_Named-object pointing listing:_
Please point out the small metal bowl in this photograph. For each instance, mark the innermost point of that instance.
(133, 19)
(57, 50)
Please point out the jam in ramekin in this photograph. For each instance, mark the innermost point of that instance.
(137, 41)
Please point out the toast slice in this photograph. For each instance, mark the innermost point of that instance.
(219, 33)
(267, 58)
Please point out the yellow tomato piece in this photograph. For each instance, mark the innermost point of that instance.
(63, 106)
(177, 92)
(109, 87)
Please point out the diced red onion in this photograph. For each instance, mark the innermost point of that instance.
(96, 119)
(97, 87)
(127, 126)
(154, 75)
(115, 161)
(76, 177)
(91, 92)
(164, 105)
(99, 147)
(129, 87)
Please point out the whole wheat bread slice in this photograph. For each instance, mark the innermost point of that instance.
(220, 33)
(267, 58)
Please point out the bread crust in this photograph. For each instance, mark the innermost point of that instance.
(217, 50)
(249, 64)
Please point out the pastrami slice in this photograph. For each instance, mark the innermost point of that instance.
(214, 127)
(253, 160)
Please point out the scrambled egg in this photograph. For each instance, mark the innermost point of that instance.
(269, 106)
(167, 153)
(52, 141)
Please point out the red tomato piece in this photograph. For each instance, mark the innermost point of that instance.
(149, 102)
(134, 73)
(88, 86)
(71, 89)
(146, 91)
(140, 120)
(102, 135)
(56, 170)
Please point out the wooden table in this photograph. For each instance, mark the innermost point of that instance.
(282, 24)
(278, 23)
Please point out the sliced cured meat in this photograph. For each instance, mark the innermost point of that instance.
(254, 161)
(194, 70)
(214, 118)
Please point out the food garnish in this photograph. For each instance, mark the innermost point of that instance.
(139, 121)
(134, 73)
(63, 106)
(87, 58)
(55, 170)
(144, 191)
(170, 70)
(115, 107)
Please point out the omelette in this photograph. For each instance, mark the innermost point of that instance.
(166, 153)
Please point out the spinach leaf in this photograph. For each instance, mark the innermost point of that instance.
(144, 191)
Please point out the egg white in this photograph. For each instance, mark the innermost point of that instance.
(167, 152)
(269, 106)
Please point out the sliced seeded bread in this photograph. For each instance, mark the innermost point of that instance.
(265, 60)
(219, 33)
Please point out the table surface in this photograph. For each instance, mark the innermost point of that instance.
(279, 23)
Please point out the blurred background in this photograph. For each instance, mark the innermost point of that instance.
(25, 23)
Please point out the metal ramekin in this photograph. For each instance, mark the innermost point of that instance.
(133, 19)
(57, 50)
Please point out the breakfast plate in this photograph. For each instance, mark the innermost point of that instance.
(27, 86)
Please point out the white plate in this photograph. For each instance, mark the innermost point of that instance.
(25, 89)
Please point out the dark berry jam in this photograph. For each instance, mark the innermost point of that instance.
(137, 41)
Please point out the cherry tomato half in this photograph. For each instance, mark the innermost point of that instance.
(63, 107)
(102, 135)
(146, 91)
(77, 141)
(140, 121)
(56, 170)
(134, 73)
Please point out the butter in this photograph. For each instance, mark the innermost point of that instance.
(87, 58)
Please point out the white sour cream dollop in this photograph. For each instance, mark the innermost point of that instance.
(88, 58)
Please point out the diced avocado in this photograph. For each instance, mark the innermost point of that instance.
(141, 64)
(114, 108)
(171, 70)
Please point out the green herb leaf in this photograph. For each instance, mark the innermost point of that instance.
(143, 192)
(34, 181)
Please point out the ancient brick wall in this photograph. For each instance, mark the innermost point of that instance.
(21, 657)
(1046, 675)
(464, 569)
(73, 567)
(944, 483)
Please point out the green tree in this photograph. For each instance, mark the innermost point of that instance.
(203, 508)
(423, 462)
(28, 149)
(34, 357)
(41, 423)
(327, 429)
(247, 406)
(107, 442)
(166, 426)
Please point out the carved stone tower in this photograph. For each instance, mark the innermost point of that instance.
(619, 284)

_Instructions to follow:_ Copy every line of the listing above word for word.

_Task solution:_
Please point out the small metal bowl in this photograph. For each instance, mark the innermost point of that instance.
(133, 19)
(57, 50)
Please point out the jam in ramekin in this photograph. For each instance, mark the innermost point of that instance.
(137, 41)
Please point out the toast slice in this photograph. For each instance, mark the innermost point of that instance.
(219, 33)
(267, 58)
Please point out the yellow tomato piece in this photograph. For each instance, mark the innermost point of that instance.
(63, 106)
(177, 92)
(109, 87)
Please point out the diced red onion in this photograph. For each instance, mark the innermost point of that instance.
(96, 119)
(97, 87)
(127, 126)
(154, 75)
(115, 161)
(76, 177)
(91, 92)
(164, 105)
(99, 147)
(129, 87)
Please point out the whole wheat bread slice in this photograph. For each instance, mark the innermost point of that instance.
(220, 33)
(267, 58)
Please point out the bread crust in this photograph. For each instance, mark the innermost point of that instance.
(217, 50)
(249, 64)
Please point out the pastrami slice in this photograph. For each instance, mark the innermost point of that instance.
(214, 127)
(253, 160)
Please point out the scrambled egg in this photograph. For each instance, mark the innermost point of that instance.
(269, 106)
(167, 153)
(52, 141)
Please point out the red tomato piece in this photograph. For each instance, mark the innermost point of that instance.
(149, 102)
(134, 73)
(88, 86)
(71, 89)
(146, 91)
(140, 120)
(102, 135)
(56, 170)
Please point out the wooden table in this photograph. For each instance, mark the innermost point of that instance.
(282, 24)
(278, 23)
Please point out the sliced cured meat in this photograph. For each instance, mark the innermost point of that instance.
(254, 161)
(194, 70)
(214, 118)
Please point out the food garnish in this photograph. For each instance, mark the innermost point of that instance.
(139, 121)
(134, 73)
(63, 106)
(87, 58)
(55, 170)
(144, 191)
(170, 70)
(115, 107)
Please point out the omelette in this photograph. For each instance, mark the innermost point of that instance.
(166, 153)
Please point out the spinach leaf in this photograph. For each instance, mark the innermost point of that instance.
(144, 191)
Please point out the egg white in this photograph. For each instance, mark the innermost point of that instance.
(167, 152)
(269, 106)
Please point out the sliced seeded bread in this photograph. For each instance, mark the innermost point of that instance.
(265, 60)
(219, 33)
Please point out the table surface in this photograph. For each instance, mark the innermost point of that instance.
(279, 23)
Please point out the blurred background in this photograph. For each instance, mark the innermost point of that instance.
(25, 23)
Please point out the metal ramekin in this photograph. For each instance, mark the innermost point of that instance.
(133, 19)
(57, 50)
Please point out the breakfast plate in this photograph. For each instance, mark the innermost point of that instance.
(27, 86)
Please point out the white plate in this photograph. For each instance, mark the innermost point of that instance.
(25, 89)
Please point out the dark berry jam in this photograph. For each instance, mark the innermost point of that instance.
(137, 41)
Please point out the cherry tomato half in this photograph. For each instance, mark the innermost point of that instance.
(63, 107)
(102, 135)
(146, 91)
(77, 141)
(140, 121)
(56, 170)
(134, 73)
Please point out the butter in this photograph. For each instance, mark the innermost point of that instance.
(87, 58)
Please point out the white sour cream dollop in this photograph. For each instance, mark the innermost point of that instance.
(88, 58)
Please point out the diced avocado in this photograph. For each instance, mark the innermost point of that instance.
(141, 64)
(114, 108)
(171, 70)
Please point out the green herb leaf in this photograph. For each instance, mark the innermost point of that instance.
(143, 192)
(34, 181)
Please point out the ancient brick wall in this photograph. For each instance, mark the innermost point of that instance.
(21, 657)
(1046, 675)
(464, 569)
(73, 567)
(944, 483)
Please point out the green tree in this photograph. For each instance, mark the innermost point of that instance.
(203, 508)
(423, 462)
(28, 149)
(34, 357)
(41, 423)
(327, 429)
(247, 406)
(107, 442)
(166, 426)
Please point out the carved stone tower in this photograph. For each instance, mark the innermost point of that instance.
(619, 284)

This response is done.